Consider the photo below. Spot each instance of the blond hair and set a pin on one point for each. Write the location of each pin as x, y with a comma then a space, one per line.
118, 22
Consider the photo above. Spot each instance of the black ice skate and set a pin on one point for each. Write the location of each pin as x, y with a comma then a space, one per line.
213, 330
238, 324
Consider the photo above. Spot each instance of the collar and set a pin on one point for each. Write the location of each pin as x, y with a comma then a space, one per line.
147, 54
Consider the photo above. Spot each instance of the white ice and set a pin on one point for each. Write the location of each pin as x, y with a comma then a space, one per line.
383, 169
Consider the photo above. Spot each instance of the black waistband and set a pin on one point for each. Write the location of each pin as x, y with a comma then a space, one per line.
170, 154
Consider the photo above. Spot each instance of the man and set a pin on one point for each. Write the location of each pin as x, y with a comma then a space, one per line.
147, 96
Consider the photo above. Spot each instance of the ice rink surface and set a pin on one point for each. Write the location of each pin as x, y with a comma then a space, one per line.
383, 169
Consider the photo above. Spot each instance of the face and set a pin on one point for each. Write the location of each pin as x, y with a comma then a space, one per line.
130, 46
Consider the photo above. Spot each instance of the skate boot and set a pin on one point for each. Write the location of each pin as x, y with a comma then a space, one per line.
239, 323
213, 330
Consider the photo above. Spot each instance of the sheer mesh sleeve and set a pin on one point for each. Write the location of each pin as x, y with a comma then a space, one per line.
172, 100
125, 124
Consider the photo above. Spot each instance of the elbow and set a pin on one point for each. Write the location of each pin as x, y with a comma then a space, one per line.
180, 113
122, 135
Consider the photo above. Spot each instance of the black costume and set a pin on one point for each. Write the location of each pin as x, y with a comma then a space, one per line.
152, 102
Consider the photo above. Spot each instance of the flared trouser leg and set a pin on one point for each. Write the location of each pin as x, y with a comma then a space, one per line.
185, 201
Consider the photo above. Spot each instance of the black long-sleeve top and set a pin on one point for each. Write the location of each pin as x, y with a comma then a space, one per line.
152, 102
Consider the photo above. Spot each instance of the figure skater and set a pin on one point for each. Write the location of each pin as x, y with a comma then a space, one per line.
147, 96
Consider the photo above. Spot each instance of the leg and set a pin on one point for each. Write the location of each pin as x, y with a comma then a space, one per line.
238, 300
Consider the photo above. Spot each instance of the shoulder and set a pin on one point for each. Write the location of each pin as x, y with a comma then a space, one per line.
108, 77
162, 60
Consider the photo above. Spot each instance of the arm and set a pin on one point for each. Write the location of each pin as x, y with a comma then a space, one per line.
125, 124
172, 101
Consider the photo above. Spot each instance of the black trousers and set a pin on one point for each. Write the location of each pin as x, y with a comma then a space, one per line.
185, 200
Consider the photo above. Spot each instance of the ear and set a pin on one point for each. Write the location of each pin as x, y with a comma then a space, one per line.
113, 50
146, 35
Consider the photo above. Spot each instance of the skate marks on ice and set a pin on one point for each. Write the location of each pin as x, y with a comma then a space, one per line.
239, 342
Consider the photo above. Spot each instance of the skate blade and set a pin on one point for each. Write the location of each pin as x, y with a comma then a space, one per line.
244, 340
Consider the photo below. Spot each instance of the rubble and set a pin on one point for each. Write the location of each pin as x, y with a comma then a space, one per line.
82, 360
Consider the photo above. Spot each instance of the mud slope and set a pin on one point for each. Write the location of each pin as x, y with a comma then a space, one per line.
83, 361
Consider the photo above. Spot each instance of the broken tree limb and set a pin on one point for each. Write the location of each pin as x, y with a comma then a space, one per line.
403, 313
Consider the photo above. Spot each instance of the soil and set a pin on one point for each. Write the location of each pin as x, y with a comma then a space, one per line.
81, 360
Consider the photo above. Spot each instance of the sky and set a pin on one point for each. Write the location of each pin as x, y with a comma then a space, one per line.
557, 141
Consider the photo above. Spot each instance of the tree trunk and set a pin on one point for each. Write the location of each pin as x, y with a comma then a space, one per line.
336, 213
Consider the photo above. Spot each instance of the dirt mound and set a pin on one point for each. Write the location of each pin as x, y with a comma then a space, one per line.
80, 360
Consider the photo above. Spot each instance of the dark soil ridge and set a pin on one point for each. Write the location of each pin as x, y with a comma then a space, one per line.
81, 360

□ □ □ □ □

(WHAT TO WORK ON) Each record above needs to be set down again, word for word.

(RESULT)
Consider the photo below. Spot each instance of the blond hair and set a pin on one point for each. Write the location of each pin as x, y with a comma then a space, one per line.
118, 22
Consider the photo above. Spot each instance of the black ice skate and set a pin on one point for each. Write the location of each pin as x, y with a comma then a space, one per line.
213, 330
238, 324
Consider the photo above. Spot each instance of the collar and set a pin on one point for each. Write the location of each pin as x, y with a comma then a space, one per line.
147, 54
Consider the photo above. Spot each instance of the white ice and set a pin on one point for each. Write the location of each pin as x, y with a comma then a space, one per line.
383, 169
Consider the photo above. Spot each instance of the black waistband and set a pin on one point for each. Write the location of each pin as x, y with a comma then a space, one per line.
170, 154
Consider the photo above. Spot each instance of the man and set a pin on one point for each. Write the location of each pin as x, y with a comma then a space, one per line.
147, 96
Consider the photo above. Spot each instance of the ice rink surface and set a pin on one point for each. Write the location of each pin as x, y with a comma then a space, one per line.
383, 169
Consider the photo above. Spot each instance of the face and set a pin on one point for each. Write the location of each pin as x, y with a comma then a space, one per line.
130, 46
Consider the photo above. Spot each instance of the skate boot and set a pin on one point for each. Write the location of each pin as x, y with a comma then a space, one per line.
239, 323
213, 330
Consider the photo above. Spot each instance of the sheer mesh sleeve and set a pin on one point for each. Write the location of each pin as x, y with a comma then a space, one per line.
172, 100
125, 124
Consider the photo above. Spot each instance of the elbow and set a pin on one point for each. Write the location of each pin as x, y with a comma then a space, one per line.
180, 113
122, 135
Consider the photo above. Spot each instance of the black costume and set a pin on one point for each. Write the location of each pin as x, y with a comma then a space, one per line.
152, 102
Consider the photo above. Spot each instance of the flared trouser leg and set a pin on one point for each. Write the location of each pin as x, y with a comma then a space, one per line.
185, 201
Consider the photo above. Spot each instance of the black long-sleeve top and set a pin on one point for each. Write the location of each pin as x, y with a comma then a space, one per line.
152, 102
Consider the photo above. Spot each instance of the figure skater and set a pin on one point for each. Write the location of each pin as x, y with a comma then a space, one per line.
147, 96
Consider the photo above. Spot each instance of the leg and set a pin on one point for each. Write the location of each pin as x, y with a comma then a space, one per line.
238, 300
Consider the photo above. Spot each instance of the shoulder and set a pin on one point for each. Write the location of each pin as x, y with a comma then a space, one per line.
108, 77
162, 60
Consider the photo above. Spot each instance of the arm and set a pin on one point for each. Write the location of each pin as x, y with a comma then a space, one per line.
125, 124
172, 101
Consider the photo above. Spot each instance of the black trousers and set a pin on one point for each. Write the location of each pin as x, y with a comma then a space, one per line.
185, 200
Consider the photo above. Spot each instance of the ear and set a pin on one point for each. Write the location of each pin as x, y with a comma then a space, one per line.
113, 50
146, 35
Consider the photo above. Spot each instance of the skate marks on ice and set a pin on one point for each. Write the location of each pin as x, y with a comma then a space, one per line.
239, 342
Consider the photo above. Spot each instance of the skate blade and set a pin on one point for each. Write the location of each pin as x, y with a comma then a space, one per line.
244, 340
Consider the photo below. Spot each instance of the rubble and set a pin on one point for each. Write the location of each pin as x, y with a comma then a space, one per line.
82, 360
Consider the photo above. Spot each instance of the mud slope and set a pin on one point for each. Write the location of each pin as x, y with a comma then a space, one per line.
83, 361
Consider the photo above. Spot each instance of the broken tree limb and set a pin on one point for each. Write the location of each pin as x, y with a comma then a space, one per line.
403, 313
Consider the photo above. Spot each instance of the soil and set a pin on one point for each. Write the location of each pin as x, y with a comma then a space, one per line.
81, 360
Consider the photo above. Spot each instance of the sky and set a pin on one point for each. Write the location of each pin as x, y with a comma then a space, one per line.
557, 141
Consider the photo above. Spot each instance of the tree trunk and set a pin on one point for each. Write the location of each pin as x, y with a comma then a space, one per line.
336, 213
Consider the photo above. Spot each instance of the dirt mound and set a pin on one point for each. Write the location of each pin as x, y with a comma then a space, one per line.
80, 360
Consider the photo above. Spot each instance of the dark soil ridge and set a pin on one point for each. Write the location of each pin as x, y with a comma then a space, one per line.
81, 360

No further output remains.